» **Job**: Select each line of the data below that contains the word "every" and copy those lines.

» **Data for this task**:
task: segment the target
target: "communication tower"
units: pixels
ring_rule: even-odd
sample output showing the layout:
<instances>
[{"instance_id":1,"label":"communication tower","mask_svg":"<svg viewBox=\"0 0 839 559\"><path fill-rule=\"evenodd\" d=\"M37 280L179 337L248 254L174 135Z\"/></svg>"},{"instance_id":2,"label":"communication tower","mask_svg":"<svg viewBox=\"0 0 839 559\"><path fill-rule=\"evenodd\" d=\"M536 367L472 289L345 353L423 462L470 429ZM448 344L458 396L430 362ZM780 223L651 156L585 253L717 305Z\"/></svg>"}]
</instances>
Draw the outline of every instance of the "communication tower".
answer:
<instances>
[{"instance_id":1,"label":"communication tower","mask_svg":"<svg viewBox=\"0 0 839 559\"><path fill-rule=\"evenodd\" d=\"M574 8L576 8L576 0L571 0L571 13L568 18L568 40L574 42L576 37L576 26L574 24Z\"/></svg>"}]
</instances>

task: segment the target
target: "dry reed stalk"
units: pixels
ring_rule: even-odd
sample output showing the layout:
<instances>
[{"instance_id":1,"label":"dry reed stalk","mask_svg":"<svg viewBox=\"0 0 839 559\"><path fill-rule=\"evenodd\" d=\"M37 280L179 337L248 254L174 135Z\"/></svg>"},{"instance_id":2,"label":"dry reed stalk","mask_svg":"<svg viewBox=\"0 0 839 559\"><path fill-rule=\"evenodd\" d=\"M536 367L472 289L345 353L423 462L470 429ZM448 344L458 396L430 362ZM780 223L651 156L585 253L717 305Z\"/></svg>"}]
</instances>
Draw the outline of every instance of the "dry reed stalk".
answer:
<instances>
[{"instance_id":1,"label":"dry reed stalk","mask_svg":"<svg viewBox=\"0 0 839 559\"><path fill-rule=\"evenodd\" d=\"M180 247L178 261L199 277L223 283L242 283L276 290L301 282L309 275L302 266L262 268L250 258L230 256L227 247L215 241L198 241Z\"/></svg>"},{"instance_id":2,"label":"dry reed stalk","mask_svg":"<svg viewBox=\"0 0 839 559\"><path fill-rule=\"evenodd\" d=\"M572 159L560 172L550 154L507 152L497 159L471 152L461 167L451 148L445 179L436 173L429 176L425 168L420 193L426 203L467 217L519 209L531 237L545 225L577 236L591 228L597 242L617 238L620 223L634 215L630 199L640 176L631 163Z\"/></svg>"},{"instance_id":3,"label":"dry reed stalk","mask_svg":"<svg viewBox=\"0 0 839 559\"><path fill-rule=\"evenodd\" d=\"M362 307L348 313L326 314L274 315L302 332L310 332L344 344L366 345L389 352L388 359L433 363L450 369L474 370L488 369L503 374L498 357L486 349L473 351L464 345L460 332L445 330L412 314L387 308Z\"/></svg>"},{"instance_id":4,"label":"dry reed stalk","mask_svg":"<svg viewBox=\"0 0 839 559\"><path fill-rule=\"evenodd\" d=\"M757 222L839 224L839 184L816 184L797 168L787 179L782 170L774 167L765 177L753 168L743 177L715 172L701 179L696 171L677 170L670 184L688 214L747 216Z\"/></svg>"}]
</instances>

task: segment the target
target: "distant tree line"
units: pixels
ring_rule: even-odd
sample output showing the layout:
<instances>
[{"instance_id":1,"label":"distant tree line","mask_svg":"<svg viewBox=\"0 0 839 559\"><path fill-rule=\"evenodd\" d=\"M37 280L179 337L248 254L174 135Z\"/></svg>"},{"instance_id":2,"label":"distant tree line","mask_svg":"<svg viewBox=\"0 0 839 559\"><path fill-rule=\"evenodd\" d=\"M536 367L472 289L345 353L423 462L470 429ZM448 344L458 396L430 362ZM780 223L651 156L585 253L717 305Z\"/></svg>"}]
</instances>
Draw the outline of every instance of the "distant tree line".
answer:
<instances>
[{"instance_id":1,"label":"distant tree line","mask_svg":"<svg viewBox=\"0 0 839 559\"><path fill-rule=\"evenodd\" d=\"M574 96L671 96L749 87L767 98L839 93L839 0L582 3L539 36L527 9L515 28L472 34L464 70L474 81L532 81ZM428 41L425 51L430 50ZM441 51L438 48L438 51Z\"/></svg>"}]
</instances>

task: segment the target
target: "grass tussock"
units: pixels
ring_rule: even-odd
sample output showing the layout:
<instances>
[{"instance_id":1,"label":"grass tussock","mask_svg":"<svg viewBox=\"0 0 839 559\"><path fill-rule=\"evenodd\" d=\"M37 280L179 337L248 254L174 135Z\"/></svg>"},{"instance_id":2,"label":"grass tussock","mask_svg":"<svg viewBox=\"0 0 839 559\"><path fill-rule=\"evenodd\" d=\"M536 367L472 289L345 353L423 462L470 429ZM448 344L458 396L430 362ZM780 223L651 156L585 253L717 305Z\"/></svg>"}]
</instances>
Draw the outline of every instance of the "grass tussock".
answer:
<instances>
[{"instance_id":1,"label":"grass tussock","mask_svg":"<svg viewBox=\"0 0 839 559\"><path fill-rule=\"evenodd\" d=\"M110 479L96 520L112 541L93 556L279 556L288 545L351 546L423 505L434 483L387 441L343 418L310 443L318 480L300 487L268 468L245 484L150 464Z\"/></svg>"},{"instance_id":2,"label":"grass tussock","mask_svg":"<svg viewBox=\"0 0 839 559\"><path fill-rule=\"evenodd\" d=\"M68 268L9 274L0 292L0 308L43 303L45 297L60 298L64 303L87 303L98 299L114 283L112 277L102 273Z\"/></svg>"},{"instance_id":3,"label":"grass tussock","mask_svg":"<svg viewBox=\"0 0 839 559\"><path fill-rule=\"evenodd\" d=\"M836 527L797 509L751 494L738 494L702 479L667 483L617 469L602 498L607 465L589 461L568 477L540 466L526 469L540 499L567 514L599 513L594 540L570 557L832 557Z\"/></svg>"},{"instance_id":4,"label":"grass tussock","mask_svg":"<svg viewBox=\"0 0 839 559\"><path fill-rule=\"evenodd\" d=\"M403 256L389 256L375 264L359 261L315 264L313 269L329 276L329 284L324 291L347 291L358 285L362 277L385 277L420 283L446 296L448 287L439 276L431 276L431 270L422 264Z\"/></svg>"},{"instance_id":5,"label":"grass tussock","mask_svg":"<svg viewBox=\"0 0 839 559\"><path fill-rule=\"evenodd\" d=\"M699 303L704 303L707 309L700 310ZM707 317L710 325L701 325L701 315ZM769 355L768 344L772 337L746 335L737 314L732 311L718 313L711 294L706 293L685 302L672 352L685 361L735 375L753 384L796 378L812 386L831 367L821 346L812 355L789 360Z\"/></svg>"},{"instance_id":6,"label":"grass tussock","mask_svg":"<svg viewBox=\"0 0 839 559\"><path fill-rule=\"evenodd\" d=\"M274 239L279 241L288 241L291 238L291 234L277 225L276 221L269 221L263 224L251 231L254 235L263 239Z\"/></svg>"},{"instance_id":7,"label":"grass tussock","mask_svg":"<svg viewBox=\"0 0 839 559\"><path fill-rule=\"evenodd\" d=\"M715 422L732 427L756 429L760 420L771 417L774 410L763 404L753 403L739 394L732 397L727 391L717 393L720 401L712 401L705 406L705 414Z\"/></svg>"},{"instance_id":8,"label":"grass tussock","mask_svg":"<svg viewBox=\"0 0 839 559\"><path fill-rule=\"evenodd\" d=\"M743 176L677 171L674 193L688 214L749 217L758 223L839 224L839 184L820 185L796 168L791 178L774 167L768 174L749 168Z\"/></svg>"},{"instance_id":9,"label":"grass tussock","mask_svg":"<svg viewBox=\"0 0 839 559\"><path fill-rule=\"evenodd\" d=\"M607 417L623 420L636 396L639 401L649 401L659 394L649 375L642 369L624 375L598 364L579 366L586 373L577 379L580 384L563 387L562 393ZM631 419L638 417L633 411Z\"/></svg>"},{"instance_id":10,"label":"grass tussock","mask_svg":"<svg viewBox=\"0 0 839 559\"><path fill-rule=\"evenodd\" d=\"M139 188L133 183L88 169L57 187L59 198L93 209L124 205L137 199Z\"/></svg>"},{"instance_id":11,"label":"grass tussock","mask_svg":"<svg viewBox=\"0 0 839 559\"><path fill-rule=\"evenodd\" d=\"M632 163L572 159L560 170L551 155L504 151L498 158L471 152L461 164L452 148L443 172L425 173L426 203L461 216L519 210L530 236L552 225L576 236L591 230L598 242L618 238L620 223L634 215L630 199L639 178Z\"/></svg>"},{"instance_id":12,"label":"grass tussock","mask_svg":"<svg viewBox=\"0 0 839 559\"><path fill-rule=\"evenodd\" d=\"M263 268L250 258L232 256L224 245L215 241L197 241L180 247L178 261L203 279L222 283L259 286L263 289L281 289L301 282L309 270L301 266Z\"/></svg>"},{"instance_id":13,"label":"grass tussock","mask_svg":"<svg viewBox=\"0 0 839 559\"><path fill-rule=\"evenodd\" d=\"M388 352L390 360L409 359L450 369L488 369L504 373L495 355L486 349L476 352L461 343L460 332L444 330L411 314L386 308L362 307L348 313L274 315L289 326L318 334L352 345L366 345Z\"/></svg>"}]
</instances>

» **Worked solution**:
Draw the outline of every instance of the "communication tower".
Draw the outline of every instance of the "dry reed stalk".
Draw the outline of every instance of the "distant tree line".
Draw the outline of every instance of the "grass tussock".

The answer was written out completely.